• **Your instructions**: "Target: window pane" appears in one line; retype that line and all lines following it through the end of the records, with nothing left out or added.

Point localization data
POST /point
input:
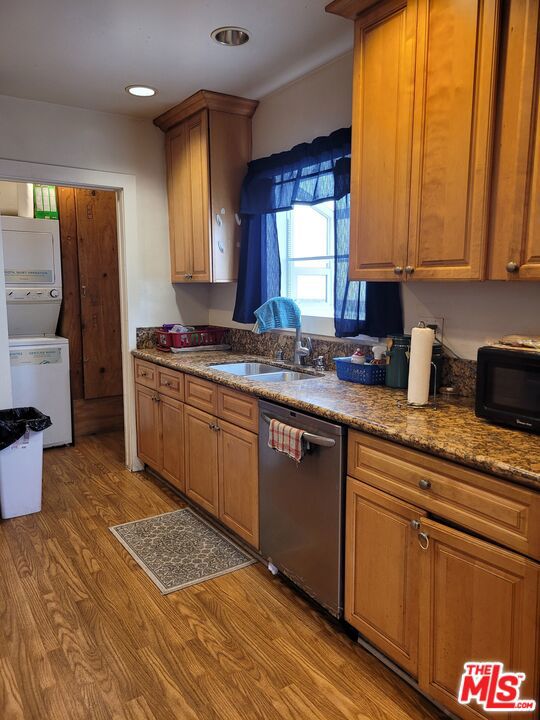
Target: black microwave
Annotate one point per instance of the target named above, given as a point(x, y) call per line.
point(508, 387)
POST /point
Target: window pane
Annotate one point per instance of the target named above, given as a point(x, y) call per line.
point(311, 287)
point(309, 232)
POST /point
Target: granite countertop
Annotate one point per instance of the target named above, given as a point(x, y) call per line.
point(451, 431)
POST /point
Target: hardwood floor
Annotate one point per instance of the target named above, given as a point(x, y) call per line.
point(85, 635)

• **Answer to the problem**:
Target: window pane
Annotate one point per instance of the target named above, given as a point(x, y) call per line.
point(311, 287)
point(309, 232)
POST /point
Target: granite countertop
Annotate one point per instance of the target named above, given as a point(x, y) call per line.
point(451, 431)
POST /point
Target: hardwood floor
Annotate one point per instance of the target named above, given as a point(x, y) call per line.
point(85, 635)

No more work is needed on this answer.